## What this task involves
Without omitting anything, retype the data that follows.

## Excerpted data

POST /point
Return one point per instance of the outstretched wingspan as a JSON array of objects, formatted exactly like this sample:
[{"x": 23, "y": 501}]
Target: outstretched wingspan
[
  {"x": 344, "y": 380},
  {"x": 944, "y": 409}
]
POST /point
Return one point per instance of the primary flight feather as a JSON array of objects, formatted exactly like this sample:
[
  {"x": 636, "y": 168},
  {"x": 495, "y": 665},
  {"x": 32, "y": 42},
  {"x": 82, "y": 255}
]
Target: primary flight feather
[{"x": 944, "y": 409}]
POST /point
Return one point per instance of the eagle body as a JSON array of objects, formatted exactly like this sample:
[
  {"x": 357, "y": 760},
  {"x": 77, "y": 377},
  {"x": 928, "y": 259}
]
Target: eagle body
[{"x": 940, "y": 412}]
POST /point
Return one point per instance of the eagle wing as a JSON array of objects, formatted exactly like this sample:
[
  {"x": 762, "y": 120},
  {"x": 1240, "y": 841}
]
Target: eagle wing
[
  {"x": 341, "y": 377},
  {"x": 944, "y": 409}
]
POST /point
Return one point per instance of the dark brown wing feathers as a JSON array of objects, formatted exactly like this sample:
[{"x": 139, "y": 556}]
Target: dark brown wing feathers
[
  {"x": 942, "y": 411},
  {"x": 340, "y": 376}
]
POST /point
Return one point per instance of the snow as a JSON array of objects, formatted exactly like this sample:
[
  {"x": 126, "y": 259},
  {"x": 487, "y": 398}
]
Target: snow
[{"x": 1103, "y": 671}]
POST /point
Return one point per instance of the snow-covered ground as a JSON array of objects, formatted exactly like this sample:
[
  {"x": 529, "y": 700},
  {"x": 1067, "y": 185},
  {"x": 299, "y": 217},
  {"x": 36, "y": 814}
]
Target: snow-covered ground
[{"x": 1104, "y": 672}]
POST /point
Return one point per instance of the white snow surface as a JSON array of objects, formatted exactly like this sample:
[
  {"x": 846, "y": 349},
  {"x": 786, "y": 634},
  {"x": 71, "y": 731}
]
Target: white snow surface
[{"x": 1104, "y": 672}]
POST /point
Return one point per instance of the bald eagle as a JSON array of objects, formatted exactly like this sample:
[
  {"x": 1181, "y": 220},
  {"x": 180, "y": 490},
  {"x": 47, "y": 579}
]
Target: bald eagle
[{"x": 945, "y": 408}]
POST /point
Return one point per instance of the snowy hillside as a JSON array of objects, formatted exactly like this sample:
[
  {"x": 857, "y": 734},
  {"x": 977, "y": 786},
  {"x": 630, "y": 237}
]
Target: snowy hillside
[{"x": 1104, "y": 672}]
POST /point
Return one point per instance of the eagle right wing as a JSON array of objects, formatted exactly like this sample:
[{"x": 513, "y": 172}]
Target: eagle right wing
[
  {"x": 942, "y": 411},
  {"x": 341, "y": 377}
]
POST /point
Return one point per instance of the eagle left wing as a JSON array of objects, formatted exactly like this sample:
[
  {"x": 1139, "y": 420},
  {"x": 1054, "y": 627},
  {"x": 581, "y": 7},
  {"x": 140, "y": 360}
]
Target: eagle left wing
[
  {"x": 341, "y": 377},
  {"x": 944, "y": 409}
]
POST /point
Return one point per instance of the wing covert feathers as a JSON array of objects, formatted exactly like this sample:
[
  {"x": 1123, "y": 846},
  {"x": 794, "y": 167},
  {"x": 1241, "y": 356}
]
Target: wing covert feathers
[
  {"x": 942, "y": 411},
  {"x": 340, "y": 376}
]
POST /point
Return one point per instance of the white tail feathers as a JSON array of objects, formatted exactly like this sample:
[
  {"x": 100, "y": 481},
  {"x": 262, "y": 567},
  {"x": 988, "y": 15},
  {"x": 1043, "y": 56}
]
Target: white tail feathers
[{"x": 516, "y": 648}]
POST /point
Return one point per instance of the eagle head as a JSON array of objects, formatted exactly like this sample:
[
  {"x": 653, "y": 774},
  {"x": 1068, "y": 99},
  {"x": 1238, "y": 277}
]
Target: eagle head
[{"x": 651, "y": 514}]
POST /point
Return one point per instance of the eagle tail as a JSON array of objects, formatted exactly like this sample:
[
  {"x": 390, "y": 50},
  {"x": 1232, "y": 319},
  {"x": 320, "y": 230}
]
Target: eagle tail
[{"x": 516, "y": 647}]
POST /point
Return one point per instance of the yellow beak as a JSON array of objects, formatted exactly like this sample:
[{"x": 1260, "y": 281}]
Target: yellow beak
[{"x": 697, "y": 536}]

## The solution
POST /point
Return one point per instance of the outstretched wingspan as a JSON array of objects, formatted exactly like this sample:
[{"x": 23, "y": 501}]
Target: outstretched wingspan
[
  {"x": 344, "y": 380},
  {"x": 944, "y": 409}
]
POST /point
Return one point per instance of the primary flight feather as a JSON array of objects, formatted exactly like this sample:
[
  {"x": 636, "y": 168},
  {"x": 495, "y": 665},
  {"x": 32, "y": 42},
  {"x": 82, "y": 255}
]
Target: primary flight feather
[{"x": 944, "y": 409}]
POST /point
Return one point per instance of the eagle body as a JSON array of objects, formatted exactly like this sample:
[
  {"x": 357, "y": 760},
  {"x": 77, "y": 377},
  {"x": 928, "y": 259}
]
Target: eagle body
[{"x": 940, "y": 412}]
POST /point
Return one point per instance of the eagle wing as a JSON array of objects, formatted exactly like this sample:
[
  {"x": 762, "y": 120},
  {"x": 1240, "y": 841}
]
Target: eagle wing
[
  {"x": 341, "y": 377},
  {"x": 944, "y": 409}
]
POST /point
Return one point per instance of the dark brown wing feathers as a JSON array of objects, formatted exactly like this sample:
[{"x": 139, "y": 556}]
Target: dark brown wing feathers
[
  {"x": 942, "y": 411},
  {"x": 340, "y": 376}
]
POST /point
Return one point per instance of the snow as a JSON array of objects, formatted exactly like this sample:
[
  {"x": 126, "y": 259},
  {"x": 487, "y": 398}
]
Target: snow
[{"x": 1103, "y": 671}]
POST /point
Return one point per instance of the snow-covered ground as a JSON array of objects, formatted exactly like this sample:
[
  {"x": 529, "y": 700},
  {"x": 1067, "y": 185},
  {"x": 299, "y": 217},
  {"x": 36, "y": 814}
]
Target: snow-covered ground
[{"x": 1104, "y": 672}]
POST /point
Return one point per instance of the white snow surface as a JSON array of objects, formatted exactly like this sample:
[
  {"x": 846, "y": 349},
  {"x": 786, "y": 634},
  {"x": 71, "y": 731}
]
Target: white snow surface
[{"x": 1104, "y": 672}]
POST /point
Return one point per instance of the bald eagle as a JSON array of objects, formatted exactly like this sample:
[
  {"x": 1181, "y": 220},
  {"x": 180, "y": 490},
  {"x": 47, "y": 579}
]
Target: bald eagle
[{"x": 945, "y": 408}]
POST /point
Return one point per instance of the snowy hillside as a JSON array of objects, formatted exactly like this sample:
[
  {"x": 857, "y": 734},
  {"x": 977, "y": 786},
  {"x": 630, "y": 237}
]
Target: snowy hillside
[{"x": 1104, "y": 672}]
POST /point
Return one point per instance of the eagle right wing as a JSON array of objects, formatted exactly like this sample:
[{"x": 513, "y": 172}]
Target: eagle right wing
[
  {"x": 942, "y": 411},
  {"x": 341, "y": 377}
]
POST /point
Return one point per instance of the eagle left wing as a JSON array of objects, formatted exactly like this sample:
[
  {"x": 1139, "y": 420},
  {"x": 1054, "y": 627},
  {"x": 581, "y": 7},
  {"x": 140, "y": 360}
]
Target: eagle left wing
[
  {"x": 341, "y": 377},
  {"x": 944, "y": 409}
]
POST /point
Return one point per instance of the wing covert feathers as a JSON array of objects, formatted exactly like this sample:
[
  {"x": 1123, "y": 846},
  {"x": 794, "y": 167},
  {"x": 1241, "y": 356}
]
Target: wing covert feathers
[
  {"x": 942, "y": 411},
  {"x": 340, "y": 376}
]
POST /point
Return one point per instance of the white tail feathers as a JSON array of objects, formatted exactly like this sample:
[
  {"x": 100, "y": 481},
  {"x": 262, "y": 567},
  {"x": 988, "y": 15},
  {"x": 1043, "y": 56}
]
Target: white tail feathers
[{"x": 516, "y": 648}]
POST /point
Return one point per instance of the eagle head as a JSON array of objects, formatted exactly like this sample:
[
  {"x": 653, "y": 774},
  {"x": 1068, "y": 99},
  {"x": 1238, "y": 277}
]
Target: eagle head
[{"x": 651, "y": 514}]
POST /point
Return one point per instance of the eagle tail as a JSON array of objects, formatted exactly like this sample:
[
  {"x": 390, "y": 50},
  {"x": 1232, "y": 319},
  {"x": 320, "y": 230}
]
Target: eagle tail
[{"x": 516, "y": 647}]
POST /point
Return one point per instance of the yellow beak as a JSON array of objects, formatted exactly like this sample:
[{"x": 1260, "y": 281}]
Target: yellow beak
[{"x": 697, "y": 536}]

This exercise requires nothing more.